Collected data
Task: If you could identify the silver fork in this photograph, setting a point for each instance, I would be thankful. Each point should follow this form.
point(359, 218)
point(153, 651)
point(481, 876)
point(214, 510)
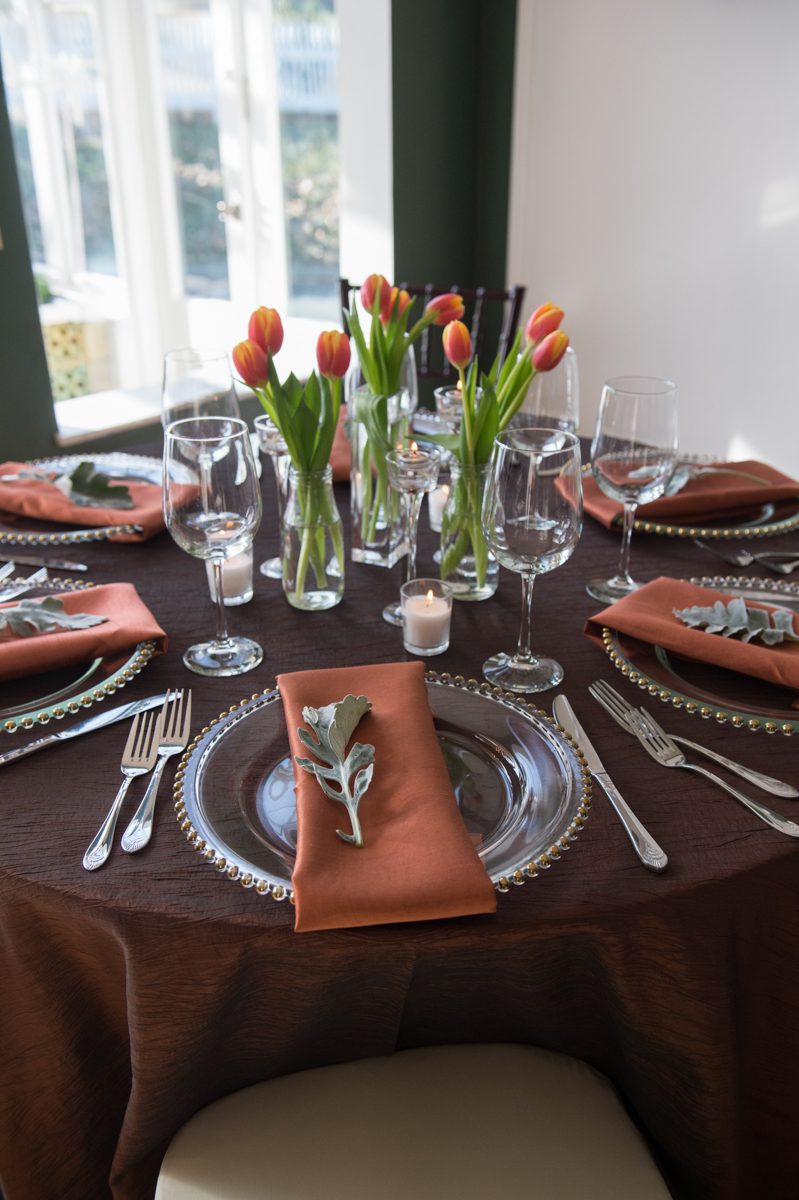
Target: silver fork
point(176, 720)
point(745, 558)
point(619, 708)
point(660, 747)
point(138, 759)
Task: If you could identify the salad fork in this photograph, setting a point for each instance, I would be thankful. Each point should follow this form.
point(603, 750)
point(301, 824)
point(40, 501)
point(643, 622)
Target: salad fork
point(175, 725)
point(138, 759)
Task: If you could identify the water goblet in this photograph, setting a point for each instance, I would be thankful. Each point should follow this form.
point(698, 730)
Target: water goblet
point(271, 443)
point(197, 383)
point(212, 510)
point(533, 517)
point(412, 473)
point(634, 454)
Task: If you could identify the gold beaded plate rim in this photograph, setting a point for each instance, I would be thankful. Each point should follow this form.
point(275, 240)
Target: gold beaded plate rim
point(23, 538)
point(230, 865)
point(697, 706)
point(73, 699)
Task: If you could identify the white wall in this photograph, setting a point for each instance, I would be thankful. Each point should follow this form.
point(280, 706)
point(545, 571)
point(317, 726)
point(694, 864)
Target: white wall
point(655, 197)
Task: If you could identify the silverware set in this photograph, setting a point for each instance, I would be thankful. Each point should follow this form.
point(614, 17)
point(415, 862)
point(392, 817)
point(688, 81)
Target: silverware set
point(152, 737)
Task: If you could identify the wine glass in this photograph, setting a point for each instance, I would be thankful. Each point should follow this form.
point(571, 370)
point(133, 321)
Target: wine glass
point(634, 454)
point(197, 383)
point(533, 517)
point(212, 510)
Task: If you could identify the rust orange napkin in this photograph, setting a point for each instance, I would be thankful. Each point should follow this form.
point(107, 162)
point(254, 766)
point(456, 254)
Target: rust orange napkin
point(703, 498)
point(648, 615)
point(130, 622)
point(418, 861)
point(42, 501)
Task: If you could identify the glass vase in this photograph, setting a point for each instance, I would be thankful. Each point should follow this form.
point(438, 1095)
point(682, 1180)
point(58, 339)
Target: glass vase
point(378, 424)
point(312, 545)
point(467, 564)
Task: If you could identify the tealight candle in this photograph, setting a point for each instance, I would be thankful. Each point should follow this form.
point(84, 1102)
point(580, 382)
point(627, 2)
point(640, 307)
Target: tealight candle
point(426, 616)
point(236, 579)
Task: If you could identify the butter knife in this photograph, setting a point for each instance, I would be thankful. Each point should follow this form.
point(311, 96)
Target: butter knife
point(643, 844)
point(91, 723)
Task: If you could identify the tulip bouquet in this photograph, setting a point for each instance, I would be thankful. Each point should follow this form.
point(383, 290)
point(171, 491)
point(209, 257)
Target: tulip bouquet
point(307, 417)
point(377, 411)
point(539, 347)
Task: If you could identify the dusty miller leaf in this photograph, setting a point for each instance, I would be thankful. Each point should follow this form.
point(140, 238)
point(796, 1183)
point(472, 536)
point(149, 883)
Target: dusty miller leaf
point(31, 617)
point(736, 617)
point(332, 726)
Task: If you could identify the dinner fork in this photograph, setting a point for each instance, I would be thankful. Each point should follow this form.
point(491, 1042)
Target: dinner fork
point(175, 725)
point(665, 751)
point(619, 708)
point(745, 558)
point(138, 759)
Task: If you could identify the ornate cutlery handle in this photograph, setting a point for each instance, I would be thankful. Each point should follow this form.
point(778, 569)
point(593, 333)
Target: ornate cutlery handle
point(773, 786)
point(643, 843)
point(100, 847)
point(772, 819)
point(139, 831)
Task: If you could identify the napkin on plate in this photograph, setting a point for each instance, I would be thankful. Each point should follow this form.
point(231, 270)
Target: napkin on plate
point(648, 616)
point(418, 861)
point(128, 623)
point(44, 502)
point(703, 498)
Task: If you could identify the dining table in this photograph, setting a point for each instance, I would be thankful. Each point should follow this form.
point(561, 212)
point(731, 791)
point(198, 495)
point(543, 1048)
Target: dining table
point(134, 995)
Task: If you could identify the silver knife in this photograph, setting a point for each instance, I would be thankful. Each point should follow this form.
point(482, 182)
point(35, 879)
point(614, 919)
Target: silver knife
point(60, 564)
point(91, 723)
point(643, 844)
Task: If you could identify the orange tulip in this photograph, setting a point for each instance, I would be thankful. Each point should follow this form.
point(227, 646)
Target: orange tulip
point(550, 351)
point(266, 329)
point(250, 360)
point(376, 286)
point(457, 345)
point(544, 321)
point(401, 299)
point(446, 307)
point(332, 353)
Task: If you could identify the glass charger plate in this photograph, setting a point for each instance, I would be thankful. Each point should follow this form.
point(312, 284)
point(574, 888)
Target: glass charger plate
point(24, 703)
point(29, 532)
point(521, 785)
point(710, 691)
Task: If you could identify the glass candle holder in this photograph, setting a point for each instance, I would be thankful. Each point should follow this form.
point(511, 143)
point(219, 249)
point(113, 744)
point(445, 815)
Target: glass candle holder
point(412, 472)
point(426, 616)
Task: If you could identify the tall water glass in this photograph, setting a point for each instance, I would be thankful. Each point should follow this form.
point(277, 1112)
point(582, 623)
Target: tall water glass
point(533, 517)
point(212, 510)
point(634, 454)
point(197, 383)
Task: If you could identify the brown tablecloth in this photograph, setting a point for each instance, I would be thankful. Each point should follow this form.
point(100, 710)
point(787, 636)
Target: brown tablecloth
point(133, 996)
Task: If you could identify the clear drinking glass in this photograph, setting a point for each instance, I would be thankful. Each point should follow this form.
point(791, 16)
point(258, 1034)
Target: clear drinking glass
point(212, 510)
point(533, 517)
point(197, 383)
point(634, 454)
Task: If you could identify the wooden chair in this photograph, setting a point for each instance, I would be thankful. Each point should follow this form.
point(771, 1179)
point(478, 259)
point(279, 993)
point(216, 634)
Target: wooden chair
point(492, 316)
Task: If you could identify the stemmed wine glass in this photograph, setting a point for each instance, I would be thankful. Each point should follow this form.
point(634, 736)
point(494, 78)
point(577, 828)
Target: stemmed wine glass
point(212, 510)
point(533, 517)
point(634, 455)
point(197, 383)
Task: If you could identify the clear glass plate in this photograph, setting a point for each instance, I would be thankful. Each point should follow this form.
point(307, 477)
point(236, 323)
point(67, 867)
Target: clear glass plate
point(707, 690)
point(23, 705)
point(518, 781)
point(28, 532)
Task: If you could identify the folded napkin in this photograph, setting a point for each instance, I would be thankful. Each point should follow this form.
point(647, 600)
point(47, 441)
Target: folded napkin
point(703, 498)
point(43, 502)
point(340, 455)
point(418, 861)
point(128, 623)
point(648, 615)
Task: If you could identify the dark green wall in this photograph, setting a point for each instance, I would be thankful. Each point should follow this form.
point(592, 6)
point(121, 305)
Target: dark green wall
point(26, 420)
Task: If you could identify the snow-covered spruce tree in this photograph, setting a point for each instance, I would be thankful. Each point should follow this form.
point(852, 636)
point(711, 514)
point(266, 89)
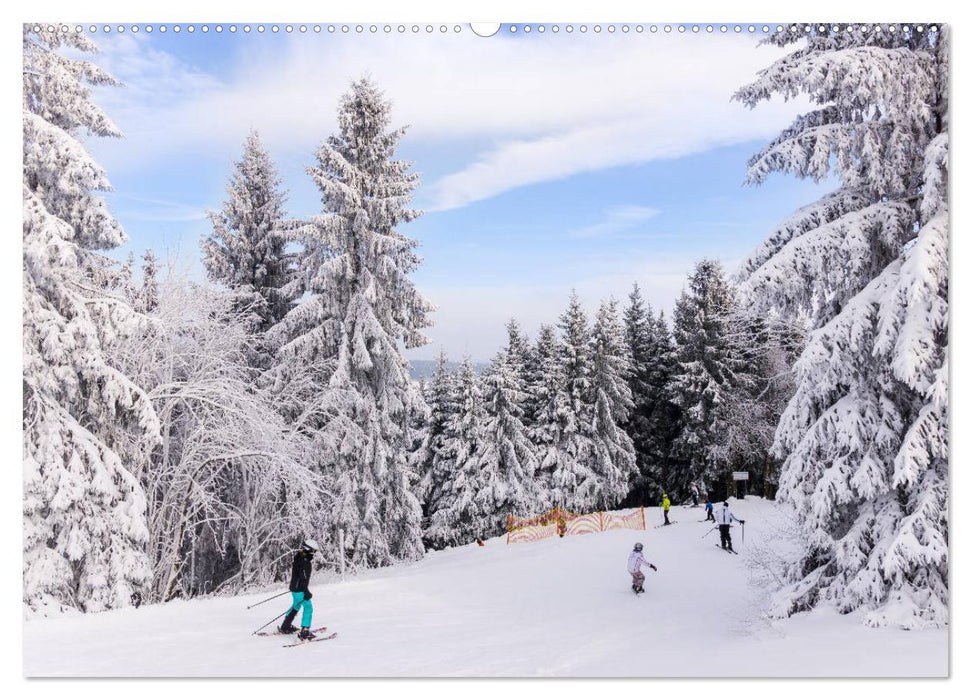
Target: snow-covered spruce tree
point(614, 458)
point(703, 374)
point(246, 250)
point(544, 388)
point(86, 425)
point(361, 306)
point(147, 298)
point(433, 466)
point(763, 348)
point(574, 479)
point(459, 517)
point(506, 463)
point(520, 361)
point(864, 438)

--

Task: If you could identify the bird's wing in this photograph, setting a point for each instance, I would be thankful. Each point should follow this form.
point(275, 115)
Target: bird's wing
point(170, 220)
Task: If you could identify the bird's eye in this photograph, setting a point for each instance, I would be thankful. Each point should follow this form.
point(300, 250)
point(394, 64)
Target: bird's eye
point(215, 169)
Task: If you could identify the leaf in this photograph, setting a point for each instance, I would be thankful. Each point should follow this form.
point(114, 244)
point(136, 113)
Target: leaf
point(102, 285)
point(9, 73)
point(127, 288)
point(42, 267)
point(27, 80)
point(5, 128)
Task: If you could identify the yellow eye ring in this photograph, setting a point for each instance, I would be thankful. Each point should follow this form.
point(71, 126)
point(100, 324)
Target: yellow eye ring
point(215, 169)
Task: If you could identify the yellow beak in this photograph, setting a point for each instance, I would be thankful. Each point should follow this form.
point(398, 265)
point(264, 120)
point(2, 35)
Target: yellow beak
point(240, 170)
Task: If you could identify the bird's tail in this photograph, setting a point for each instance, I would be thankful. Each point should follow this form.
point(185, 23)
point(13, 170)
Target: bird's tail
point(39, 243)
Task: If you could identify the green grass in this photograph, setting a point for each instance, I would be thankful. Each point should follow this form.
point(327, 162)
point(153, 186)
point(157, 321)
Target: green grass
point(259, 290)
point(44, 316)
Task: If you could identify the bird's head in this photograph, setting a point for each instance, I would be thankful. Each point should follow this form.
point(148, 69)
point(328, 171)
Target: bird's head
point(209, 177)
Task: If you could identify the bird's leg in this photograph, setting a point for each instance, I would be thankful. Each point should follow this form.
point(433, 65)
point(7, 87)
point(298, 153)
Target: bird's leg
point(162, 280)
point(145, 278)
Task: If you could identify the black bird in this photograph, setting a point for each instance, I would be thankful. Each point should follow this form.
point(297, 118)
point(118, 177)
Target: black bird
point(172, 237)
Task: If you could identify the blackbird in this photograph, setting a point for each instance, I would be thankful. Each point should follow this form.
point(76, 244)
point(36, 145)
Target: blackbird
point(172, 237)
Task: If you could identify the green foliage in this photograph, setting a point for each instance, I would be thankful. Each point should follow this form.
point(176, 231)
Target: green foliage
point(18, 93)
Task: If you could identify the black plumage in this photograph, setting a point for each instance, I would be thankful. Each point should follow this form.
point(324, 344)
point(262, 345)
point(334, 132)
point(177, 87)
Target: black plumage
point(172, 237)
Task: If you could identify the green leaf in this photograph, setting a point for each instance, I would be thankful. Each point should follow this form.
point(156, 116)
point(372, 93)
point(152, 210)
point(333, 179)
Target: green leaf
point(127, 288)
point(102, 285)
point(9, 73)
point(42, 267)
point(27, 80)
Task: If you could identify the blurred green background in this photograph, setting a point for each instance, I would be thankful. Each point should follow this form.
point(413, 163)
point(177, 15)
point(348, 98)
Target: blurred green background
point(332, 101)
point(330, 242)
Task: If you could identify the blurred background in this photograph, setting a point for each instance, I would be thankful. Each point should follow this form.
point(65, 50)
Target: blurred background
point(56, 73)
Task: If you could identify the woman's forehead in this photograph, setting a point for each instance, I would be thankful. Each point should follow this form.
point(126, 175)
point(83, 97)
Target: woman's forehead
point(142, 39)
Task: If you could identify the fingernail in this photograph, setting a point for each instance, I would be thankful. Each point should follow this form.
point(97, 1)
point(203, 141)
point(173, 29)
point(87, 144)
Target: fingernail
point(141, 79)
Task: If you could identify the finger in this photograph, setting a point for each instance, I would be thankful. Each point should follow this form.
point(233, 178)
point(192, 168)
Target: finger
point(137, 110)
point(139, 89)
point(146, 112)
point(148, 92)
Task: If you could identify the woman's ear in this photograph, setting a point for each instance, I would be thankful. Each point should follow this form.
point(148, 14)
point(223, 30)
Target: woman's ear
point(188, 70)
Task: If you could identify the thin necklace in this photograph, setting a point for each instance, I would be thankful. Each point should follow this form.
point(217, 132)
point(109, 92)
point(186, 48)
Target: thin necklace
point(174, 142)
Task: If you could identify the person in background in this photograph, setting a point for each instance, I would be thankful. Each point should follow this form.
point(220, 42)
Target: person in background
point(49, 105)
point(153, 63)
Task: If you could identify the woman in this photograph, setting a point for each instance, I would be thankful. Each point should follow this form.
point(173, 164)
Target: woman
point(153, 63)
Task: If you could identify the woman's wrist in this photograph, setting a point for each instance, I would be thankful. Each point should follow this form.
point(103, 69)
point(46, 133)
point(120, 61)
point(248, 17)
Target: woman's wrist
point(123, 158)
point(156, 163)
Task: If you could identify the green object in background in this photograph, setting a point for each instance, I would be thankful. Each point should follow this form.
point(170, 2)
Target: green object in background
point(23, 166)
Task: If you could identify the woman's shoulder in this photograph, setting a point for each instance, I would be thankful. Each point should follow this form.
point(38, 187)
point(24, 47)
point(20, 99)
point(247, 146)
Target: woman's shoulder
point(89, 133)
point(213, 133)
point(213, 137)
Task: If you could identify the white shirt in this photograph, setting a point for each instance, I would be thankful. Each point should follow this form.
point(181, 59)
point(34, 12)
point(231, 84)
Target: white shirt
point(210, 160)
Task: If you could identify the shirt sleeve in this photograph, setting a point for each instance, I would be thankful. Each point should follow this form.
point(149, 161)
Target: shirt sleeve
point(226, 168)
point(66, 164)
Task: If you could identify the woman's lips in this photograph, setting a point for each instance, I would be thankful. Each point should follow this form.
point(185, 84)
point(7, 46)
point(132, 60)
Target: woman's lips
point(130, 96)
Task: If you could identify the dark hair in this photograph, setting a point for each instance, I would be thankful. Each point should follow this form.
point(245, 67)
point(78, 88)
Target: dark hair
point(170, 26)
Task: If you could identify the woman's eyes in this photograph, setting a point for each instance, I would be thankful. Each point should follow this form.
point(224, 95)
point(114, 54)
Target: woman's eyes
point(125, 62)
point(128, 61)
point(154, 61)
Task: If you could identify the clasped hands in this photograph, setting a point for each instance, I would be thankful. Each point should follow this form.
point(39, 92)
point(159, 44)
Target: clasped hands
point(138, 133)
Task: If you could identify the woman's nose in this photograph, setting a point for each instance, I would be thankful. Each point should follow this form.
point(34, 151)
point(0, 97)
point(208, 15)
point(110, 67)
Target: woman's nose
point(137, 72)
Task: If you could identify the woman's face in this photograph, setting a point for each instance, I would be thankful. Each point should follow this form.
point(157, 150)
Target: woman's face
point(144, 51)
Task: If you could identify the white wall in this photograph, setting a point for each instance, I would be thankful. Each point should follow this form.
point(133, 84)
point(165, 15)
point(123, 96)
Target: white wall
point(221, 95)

== What needs to be done ==
Switch "water goblet" to "wine glass" in the items, starting at the line that has "Task: If you could identify the silver fork" and stopping after the line that has "point(655, 197)", and give those lines back with everything else unchanged. Leave the pictures out of your answer.

== Task response ==
Task: If you could identify the silver fork in this photograph, setting a point for each instance, I would be thankful. Each point should follow this form.
point(359, 218)
point(153, 651)
point(481, 876)
point(214, 510)
Target: silver fork
point(176, 720)
point(745, 558)
point(619, 708)
point(660, 747)
point(138, 759)
Task: If you could identify the salad fork in this photograph, setting a point for each instance, I would be thankful. Each point should follow this form.
point(603, 750)
point(301, 824)
point(40, 501)
point(643, 622)
Target: salad fork
point(175, 725)
point(138, 759)
Task: If you could identify the wine glass in this photograph, setting a point for each instance, I would be thankful. Each point should follow this form.
point(698, 730)
Target: wine glass
point(271, 443)
point(197, 383)
point(212, 510)
point(533, 517)
point(412, 473)
point(634, 454)
Task: If you could identify the gold beaded plate rim in this photograph, setting a point for each instance, I would be thankful. Each point should follow this form.
point(275, 240)
Target: gold beaded plate rim
point(23, 538)
point(230, 865)
point(697, 706)
point(73, 699)
Task: If you could identify the white wall in this photograph, setting a point for each instance, I would be thankful. Each point should follow this form.
point(280, 706)
point(545, 571)
point(317, 726)
point(694, 864)
Target: white wall
point(655, 197)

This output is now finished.